▶ [Work order]: Copy all of the data that follows without altering a word.

▶ [Provided information]:
-- Opening Marker --
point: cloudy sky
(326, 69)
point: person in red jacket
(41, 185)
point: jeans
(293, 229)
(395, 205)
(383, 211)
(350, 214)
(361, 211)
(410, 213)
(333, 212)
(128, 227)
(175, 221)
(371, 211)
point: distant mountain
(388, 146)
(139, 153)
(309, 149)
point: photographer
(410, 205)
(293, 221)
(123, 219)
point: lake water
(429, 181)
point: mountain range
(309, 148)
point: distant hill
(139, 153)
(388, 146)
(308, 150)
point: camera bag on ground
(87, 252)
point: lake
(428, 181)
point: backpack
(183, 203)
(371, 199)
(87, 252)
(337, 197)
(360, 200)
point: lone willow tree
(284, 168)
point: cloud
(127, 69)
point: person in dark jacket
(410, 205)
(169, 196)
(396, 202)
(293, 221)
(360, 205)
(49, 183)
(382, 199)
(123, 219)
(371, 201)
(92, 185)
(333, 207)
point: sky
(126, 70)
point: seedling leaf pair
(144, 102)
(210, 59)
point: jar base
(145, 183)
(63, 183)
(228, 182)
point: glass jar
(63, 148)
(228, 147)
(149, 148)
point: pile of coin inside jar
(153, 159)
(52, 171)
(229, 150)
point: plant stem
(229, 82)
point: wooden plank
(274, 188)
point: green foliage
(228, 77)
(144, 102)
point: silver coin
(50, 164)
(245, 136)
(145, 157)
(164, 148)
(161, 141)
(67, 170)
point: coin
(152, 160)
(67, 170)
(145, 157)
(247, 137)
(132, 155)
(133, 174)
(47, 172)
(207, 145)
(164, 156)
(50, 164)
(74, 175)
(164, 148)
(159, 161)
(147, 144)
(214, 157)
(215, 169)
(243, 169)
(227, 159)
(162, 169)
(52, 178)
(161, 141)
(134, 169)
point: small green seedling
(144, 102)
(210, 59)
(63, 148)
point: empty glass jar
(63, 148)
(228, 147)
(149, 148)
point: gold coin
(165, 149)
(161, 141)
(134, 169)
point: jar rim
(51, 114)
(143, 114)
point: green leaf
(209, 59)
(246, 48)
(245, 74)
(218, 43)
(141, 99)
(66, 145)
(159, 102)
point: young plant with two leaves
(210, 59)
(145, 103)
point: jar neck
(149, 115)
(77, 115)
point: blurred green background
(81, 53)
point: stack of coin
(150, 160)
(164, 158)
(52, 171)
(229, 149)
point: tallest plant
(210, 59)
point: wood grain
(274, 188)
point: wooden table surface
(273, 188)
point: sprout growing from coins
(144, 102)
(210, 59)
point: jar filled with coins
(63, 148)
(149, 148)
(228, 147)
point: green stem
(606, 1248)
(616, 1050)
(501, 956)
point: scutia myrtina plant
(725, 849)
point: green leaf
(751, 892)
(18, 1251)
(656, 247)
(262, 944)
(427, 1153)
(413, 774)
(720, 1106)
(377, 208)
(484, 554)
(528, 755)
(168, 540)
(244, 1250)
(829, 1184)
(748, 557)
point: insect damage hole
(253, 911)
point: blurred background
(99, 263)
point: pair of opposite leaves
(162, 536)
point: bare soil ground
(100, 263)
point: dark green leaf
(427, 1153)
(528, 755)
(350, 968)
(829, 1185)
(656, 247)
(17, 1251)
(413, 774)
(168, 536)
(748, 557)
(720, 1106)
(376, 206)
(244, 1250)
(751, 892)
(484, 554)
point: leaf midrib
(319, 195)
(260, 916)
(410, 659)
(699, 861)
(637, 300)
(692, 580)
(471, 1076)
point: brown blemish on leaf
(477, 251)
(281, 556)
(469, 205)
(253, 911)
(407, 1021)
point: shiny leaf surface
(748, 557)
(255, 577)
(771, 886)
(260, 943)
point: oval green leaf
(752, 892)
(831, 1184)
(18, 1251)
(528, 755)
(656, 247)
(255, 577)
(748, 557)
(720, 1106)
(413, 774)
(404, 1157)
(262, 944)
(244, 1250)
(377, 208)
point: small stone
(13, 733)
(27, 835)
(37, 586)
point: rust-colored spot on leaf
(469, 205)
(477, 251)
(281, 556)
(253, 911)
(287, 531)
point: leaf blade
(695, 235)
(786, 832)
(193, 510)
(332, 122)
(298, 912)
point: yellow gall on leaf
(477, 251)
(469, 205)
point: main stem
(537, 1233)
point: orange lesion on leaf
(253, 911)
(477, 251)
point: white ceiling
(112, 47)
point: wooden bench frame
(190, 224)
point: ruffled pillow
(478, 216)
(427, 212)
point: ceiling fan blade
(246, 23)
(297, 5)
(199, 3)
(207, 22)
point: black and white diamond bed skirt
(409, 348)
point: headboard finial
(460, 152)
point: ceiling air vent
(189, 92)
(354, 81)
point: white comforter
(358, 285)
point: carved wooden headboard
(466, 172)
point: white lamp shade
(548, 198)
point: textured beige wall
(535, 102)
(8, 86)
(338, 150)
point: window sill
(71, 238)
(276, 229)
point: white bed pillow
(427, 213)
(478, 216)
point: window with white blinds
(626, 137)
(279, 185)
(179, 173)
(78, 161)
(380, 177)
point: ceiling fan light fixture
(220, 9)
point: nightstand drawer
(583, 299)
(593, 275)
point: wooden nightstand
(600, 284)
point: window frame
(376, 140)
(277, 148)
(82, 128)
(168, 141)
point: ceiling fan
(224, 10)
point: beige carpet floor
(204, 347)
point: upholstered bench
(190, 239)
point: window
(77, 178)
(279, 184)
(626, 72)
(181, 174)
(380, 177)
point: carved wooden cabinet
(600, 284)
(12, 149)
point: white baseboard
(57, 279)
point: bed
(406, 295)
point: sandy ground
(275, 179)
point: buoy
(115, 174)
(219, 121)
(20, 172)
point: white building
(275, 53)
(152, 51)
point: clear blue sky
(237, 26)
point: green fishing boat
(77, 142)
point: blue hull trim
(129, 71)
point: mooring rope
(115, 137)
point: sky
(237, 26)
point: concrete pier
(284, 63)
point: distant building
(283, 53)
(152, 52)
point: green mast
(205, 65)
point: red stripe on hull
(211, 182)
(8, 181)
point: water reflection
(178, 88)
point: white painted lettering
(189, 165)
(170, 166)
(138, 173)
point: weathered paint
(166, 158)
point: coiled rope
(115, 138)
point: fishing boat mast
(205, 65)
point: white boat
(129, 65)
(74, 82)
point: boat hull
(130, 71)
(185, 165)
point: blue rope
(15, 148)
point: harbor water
-- Closing Marker --
▶ [Written response]:
point: cloudy sky
(326, 69)
point: person in red jacket
(41, 185)
point: jeans
(293, 229)
(395, 205)
(383, 211)
(350, 214)
(361, 211)
(410, 213)
(333, 212)
(128, 227)
(175, 221)
(371, 211)
point: distant mountain
(388, 146)
(139, 153)
(309, 149)
point: photographer
(410, 205)
(293, 221)
(123, 219)
point: lake water
(429, 181)
point: mountain range
(309, 148)
point: distant hill
(139, 153)
(388, 146)
(308, 150)
point: camera bag on ground
(87, 252)
point: lake
(428, 181)
point: backpack
(183, 203)
(371, 199)
(87, 252)
(337, 197)
(360, 200)
point: lone willow tree
(284, 168)
point: cloud
(127, 69)
point: person in dark jacket
(410, 205)
(169, 196)
(396, 202)
(293, 221)
(360, 205)
(49, 183)
(382, 199)
(123, 219)
(371, 201)
(92, 185)
(333, 207)
point: sky
(126, 70)
point: seedling leaf pair
(144, 102)
(210, 59)
point: jar base
(145, 183)
(63, 183)
(228, 182)
point: glass jar
(63, 148)
(228, 147)
(149, 148)
point: pile of coin inside jar
(153, 159)
(52, 171)
(229, 150)
point: plant stem
(229, 82)
point: wooden plank
(274, 188)
point: green foliage
(228, 77)
(144, 102)
point: silver coin
(50, 164)
(245, 136)
(145, 157)
(164, 148)
(161, 141)
(67, 170)
point: coin
(152, 160)
(67, 170)
(145, 157)
(247, 137)
(132, 155)
(133, 174)
(47, 172)
(207, 145)
(164, 156)
(50, 164)
(74, 175)
(164, 148)
(159, 161)
(147, 144)
(214, 157)
(215, 169)
(243, 169)
(227, 159)
(162, 169)
(52, 178)
(161, 141)
(134, 169)
point: small green seedling
(144, 102)
(210, 59)
(63, 148)
point: empty glass jar
(63, 148)
(228, 147)
(149, 148)
point: gold coin
(165, 149)
(161, 141)
(134, 169)
point: jar rim
(51, 114)
(143, 114)
point: green leaf
(209, 59)
(246, 48)
(245, 74)
(218, 43)
(141, 99)
(66, 145)
(159, 102)
point: young plant with two leaves
(210, 59)
(145, 103)
point: jar neck
(149, 115)
(77, 115)
point: blurred green background
(81, 53)
point: stack of coin
(150, 160)
(164, 158)
(52, 171)
(229, 149)
point: tallest plant
(210, 59)
point: wood grain
(274, 188)
point: wooden table surface
(273, 188)
point: sprout growing from coins
(144, 102)
(210, 59)
point: jar filled with coins
(63, 148)
(149, 148)
(228, 147)
point: green stem
(606, 1248)
(616, 1050)
(501, 956)
point: scutia myrtina plant
(725, 849)
point: green leaf
(751, 892)
(18, 1251)
(656, 247)
(262, 944)
(427, 1153)
(413, 774)
(720, 1106)
(377, 208)
(484, 554)
(528, 755)
(168, 540)
(244, 1250)
(829, 1184)
(748, 557)
point: insect damage hole
(253, 911)
point: blurred background
(99, 263)
point: pair of opposite leaves
(162, 536)
point: bare soil ground
(100, 263)
point: dark green leaf
(427, 1153)
(528, 755)
(350, 968)
(829, 1185)
(656, 247)
(17, 1251)
(413, 774)
(168, 536)
(748, 557)
(720, 1106)
(376, 206)
(244, 1250)
(751, 892)
(484, 554)
point: leaf midrib
(319, 195)
(260, 916)
(410, 659)
(699, 861)
(637, 300)
(692, 580)
(471, 1076)
point: brown blemish on leaf
(477, 251)
(281, 556)
(469, 205)
(253, 911)
(407, 1021)
point: shiny leaf surface
(748, 557)
(255, 577)
(771, 886)
(260, 943)
point: oval green leaf
(752, 892)
(831, 1184)
(18, 1251)
(528, 755)
(656, 247)
(255, 577)
(748, 557)
(720, 1106)
(413, 774)
(404, 1157)
(262, 944)
(244, 1250)
(377, 208)
point: small stone
(13, 733)
(27, 835)
(37, 586)
point: rust-colored spot on leaf
(469, 205)
(477, 251)
(281, 556)
(253, 911)
(287, 531)
point: leaf blade
(695, 235)
(786, 832)
(193, 510)
(332, 122)
(298, 912)
point: yellow gall on leaf
(477, 251)
(469, 205)
point: main stem
(537, 1233)
point: orange lesion on leaf
(253, 911)
(477, 251)
point: white ceiling
(112, 47)
point: wooden bench frame
(190, 224)
point: ruffled pillow
(478, 216)
(427, 212)
point: ceiling fan blade
(246, 23)
(297, 5)
(199, 3)
(207, 22)
point: black and white diamond bed skirt
(409, 348)
point: headboard finial
(460, 152)
point: ceiling air vent
(189, 92)
(354, 81)
point: white comforter
(358, 285)
point: carved wooden headboard
(466, 172)
point: white lamp shade
(548, 198)
point: textured beige wall
(535, 102)
(8, 86)
(338, 150)
point: window sill
(71, 238)
(276, 229)
point: white bed pillow
(427, 213)
(478, 216)
point: window with white blinds
(626, 137)
(279, 185)
(179, 173)
(78, 161)
(380, 177)
point: ceiling fan light fixture
(220, 9)
point: nightstand drawer
(583, 299)
(593, 275)
point: wooden nightstand
(600, 284)
point: window frame
(376, 140)
(277, 148)
(82, 128)
(168, 141)
point: ceiling fan
(224, 10)
point: beige carpet floor
(204, 347)
point: upholstered bench
(190, 239)
point: window
(77, 178)
(279, 184)
(626, 72)
(181, 174)
(380, 177)
point: carved wooden cabinet
(600, 284)
(12, 149)
point: white baseboard
(57, 279)
point: bed
(406, 295)
point: sandy ground
(275, 179)
point: buoy
(115, 174)
(219, 121)
(20, 172)
point: white building
(275, 53)
(152, 51)
point: clear blue sky
(237, 26)
point: green fishing boat
(77, 142)
point: blue hull trim
(129, 71)
point: mooring rope
(115, 137)
point: sky
(237, 26)
point: concrete pier
(284, 63)
point: distant building
(283, 53)
(152, 52)
point: green mast
(205, 65)
point: red stripe on hull
(211, 182)
(8, 181)
point: water reflection
(178, 88)
point: white painted lettering
(189, 165)
(170, 166)
(138, 173)
point: weathered paint
(166, 158)
point: coiled rope
(115, 138)
point: fishing boat mast
(205, 65)
point: white boat
(129, 65)
(74, 82)
point: boat hull
(130, 71)
(185, 165)
point: blue rope
(15, 148)
point: harbor water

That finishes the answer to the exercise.